> **What is needed**:
Extend the documentation page on the runtime threshold governor below, starting right after its final line.

> **Passage to read**:
>>>
Runtime threshold governor¶
Status: change-management overlay for live thresholds. The governor is the controlled bridge between the per-segment threshold learner and the live decision path — it applies learned thresholds gradually, with approval gating and an audit trail, and tightens on conformal uncertainty.
Per-segment thresholds learn a separate halt threshold
for each domain, model, or tenant from feedback. But a recommendation is not
something to slam into production the instant it appears: an unguarded auto-tune
oscillates, over-fits a noisy hour, and leaves no audit trail.
RuntimeThresholdGovernor is the change-management overlay between the learner
and the runtime.
Controlled change¶
The governor holds the threshold each segment is currently using and changes it only through a controlled process:
- a change is proposed only once a segment has its own evidence (the
recommendation source is
segment, not the global cold-start pool) and the learner recommends a different threshold; - each applied change moves at most
max_steptoward the recommendation, so the live threshold ramps rather than jumps; - a recommendation that requires human approval is held as pending until
apply(segment, approve=True)— unless the governor is built withauto_apply=Truefor self-tuning deployments; - every applied change is recorded in
history().
<<<
> **Entries provided**:
>>>
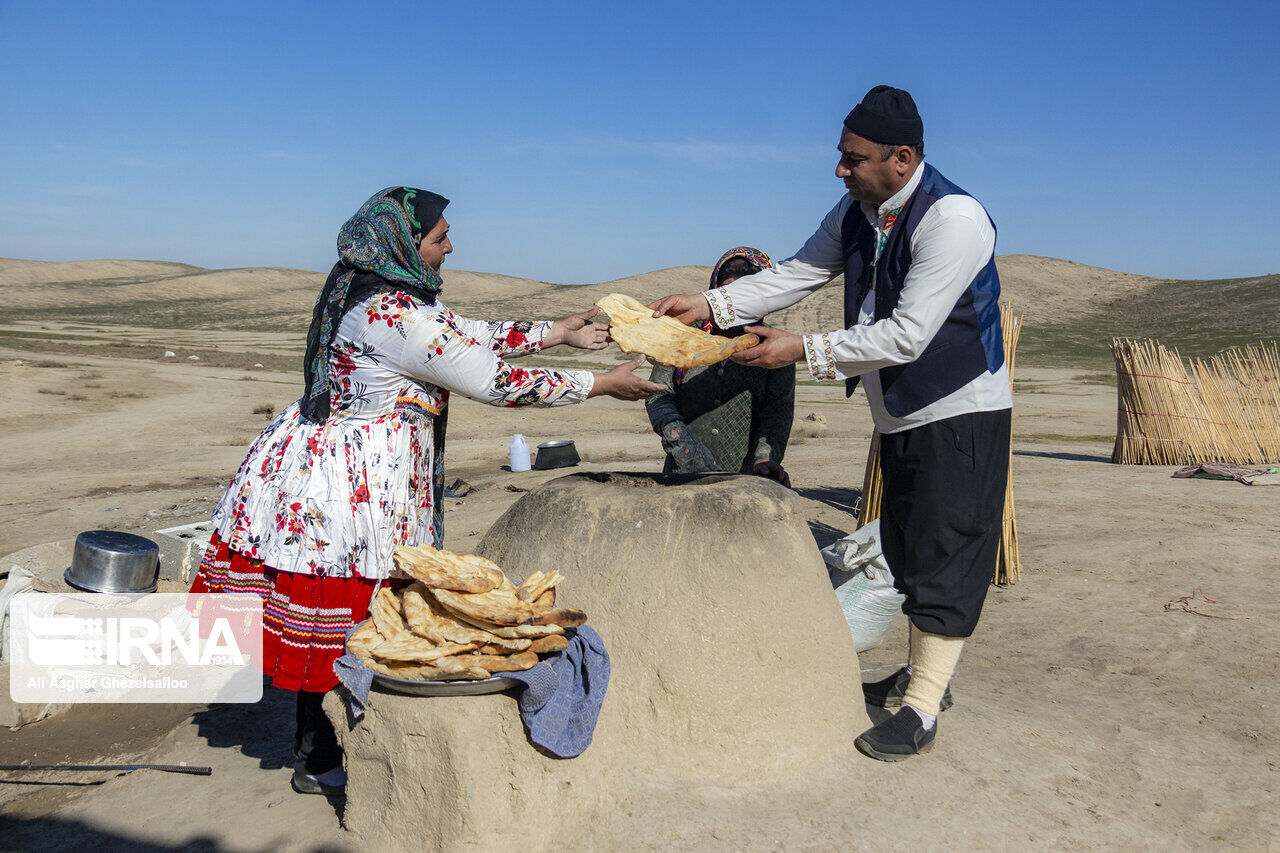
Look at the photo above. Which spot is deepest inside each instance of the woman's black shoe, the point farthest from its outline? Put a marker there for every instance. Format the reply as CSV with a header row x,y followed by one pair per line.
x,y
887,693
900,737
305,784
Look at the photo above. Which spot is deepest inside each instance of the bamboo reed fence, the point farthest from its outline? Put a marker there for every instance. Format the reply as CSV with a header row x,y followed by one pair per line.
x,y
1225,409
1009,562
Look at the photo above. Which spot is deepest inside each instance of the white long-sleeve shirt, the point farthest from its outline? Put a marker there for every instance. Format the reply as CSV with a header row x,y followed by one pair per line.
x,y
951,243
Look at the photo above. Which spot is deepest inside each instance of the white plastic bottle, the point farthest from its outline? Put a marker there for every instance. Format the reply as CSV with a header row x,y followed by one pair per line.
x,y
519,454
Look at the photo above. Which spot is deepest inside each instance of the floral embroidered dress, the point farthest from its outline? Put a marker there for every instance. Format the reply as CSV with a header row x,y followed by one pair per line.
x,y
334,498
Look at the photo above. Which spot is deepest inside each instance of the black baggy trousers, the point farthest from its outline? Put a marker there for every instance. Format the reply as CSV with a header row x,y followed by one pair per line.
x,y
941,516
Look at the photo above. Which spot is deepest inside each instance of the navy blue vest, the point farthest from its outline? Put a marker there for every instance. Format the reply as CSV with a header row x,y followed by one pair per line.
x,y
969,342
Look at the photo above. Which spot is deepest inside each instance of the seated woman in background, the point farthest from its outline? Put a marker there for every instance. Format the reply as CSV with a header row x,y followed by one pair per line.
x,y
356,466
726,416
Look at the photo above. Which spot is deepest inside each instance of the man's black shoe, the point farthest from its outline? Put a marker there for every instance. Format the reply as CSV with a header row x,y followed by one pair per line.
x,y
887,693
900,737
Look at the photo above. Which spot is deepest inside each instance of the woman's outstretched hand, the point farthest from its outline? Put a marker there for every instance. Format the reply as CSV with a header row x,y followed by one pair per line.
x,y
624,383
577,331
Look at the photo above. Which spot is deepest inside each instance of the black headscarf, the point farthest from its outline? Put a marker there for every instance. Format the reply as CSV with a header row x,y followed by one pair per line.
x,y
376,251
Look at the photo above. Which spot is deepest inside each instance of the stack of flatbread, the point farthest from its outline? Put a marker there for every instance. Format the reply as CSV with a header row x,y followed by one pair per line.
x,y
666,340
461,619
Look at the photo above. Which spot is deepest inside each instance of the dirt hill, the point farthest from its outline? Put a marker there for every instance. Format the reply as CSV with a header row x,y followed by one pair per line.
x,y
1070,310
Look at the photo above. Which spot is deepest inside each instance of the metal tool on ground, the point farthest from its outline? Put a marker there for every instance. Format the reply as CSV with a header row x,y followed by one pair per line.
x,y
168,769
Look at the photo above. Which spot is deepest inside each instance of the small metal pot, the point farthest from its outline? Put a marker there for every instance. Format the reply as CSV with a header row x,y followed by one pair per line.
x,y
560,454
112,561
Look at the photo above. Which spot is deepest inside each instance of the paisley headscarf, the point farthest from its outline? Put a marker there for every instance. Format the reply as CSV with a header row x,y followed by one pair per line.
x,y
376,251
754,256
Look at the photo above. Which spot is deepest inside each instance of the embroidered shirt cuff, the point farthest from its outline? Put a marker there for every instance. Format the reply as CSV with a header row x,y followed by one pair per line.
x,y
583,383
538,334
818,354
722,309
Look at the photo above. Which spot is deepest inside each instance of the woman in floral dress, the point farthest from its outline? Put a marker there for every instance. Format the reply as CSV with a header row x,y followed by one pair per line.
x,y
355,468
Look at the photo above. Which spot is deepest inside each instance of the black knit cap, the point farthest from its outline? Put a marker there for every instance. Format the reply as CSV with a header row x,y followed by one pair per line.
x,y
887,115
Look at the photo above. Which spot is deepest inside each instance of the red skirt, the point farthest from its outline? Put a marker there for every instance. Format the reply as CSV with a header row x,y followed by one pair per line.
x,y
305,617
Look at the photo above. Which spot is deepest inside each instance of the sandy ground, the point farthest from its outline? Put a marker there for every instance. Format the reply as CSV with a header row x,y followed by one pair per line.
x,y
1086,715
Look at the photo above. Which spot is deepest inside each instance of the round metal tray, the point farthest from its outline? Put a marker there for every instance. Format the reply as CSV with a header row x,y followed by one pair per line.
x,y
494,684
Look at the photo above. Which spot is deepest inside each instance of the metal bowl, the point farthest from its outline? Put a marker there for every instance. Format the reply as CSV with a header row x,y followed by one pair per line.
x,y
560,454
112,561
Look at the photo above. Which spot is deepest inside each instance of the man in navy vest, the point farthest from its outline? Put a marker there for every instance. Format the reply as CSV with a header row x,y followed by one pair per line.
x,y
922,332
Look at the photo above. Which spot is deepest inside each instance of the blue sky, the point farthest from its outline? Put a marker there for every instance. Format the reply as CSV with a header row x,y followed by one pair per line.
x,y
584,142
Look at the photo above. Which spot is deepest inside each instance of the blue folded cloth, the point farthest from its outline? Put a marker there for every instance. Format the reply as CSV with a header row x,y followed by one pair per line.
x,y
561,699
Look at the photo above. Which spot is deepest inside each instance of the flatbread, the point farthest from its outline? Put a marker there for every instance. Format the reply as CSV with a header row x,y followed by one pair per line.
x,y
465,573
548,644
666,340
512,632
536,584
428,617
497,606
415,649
<<<
>>>
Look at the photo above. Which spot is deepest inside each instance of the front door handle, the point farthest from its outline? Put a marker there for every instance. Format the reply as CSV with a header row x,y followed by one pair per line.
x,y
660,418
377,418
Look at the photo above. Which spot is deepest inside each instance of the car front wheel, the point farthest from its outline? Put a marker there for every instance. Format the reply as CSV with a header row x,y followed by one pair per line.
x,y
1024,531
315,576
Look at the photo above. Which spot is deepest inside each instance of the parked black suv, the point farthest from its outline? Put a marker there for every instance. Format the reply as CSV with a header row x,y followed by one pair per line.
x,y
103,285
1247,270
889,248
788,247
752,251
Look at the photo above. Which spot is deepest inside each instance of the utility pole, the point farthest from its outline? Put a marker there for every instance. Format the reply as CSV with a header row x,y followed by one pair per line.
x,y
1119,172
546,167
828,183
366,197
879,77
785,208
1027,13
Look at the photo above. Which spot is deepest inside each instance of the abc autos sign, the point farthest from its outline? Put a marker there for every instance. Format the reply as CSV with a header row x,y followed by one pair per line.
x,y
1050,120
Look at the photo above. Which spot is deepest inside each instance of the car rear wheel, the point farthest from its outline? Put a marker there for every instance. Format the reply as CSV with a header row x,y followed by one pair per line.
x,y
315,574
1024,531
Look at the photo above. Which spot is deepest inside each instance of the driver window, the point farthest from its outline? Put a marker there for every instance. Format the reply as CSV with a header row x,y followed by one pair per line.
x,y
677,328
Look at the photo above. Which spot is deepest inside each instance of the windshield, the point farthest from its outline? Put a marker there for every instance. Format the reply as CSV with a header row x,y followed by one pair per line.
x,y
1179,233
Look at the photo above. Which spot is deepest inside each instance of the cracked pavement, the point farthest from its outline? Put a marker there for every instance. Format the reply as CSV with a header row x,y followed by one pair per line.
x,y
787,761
<<<
> **Expected answer**:
Conformal uncertainty tie-in¶
At decision time effective_threshold(segment, interval=...) returns the live
segment threshold, optionally tightened: when a
conformal PredictionInterval is supplied and the
UncertaintyRouter flags the estimate as unreliable or too wide, the threshold
is lowered by uncertainty_penalty (halt more readily) and the router's action is
surfaced — so an uncertain request is judged more conservatively than a confident
one.
Usage¶
from director_ai.guard import ProductionGuard
guard = ProductionGuard()
governor = guard.new_threshold_governor(max_step=0.05) # seeded from the guard threshold
# feed labelled outcomes per segment
governor.observe(segment="medical", score=0.72, human_approved=False)
# propose a change (applied only if evidence + policy allow)
change = governor.propose("medical")
if change.requires_approval:
governor.apply("medical", approve=True) # human sign-off
# at decision time
eff = guard.... # your scorer
threshold = governor.effective_threshold("medical", interval=conformal_interval).threshold
Measured behaviour¶
On the bundled scenarios (python -m benchmarks.runtime_governor):
| Metric | Value |
|---|---|
| Gating correctness (global / approval / auto-apply) | 1.00 |
| Bounded convergence (0.5 → 0.9 at max_step 0.05) | 8 steps, no jump |
| Throughput | ~100,000 proposals/s |
These numbers come from the committed benchmark and
benchmarks/results/runtime_governor.json; reproduce them with the command above.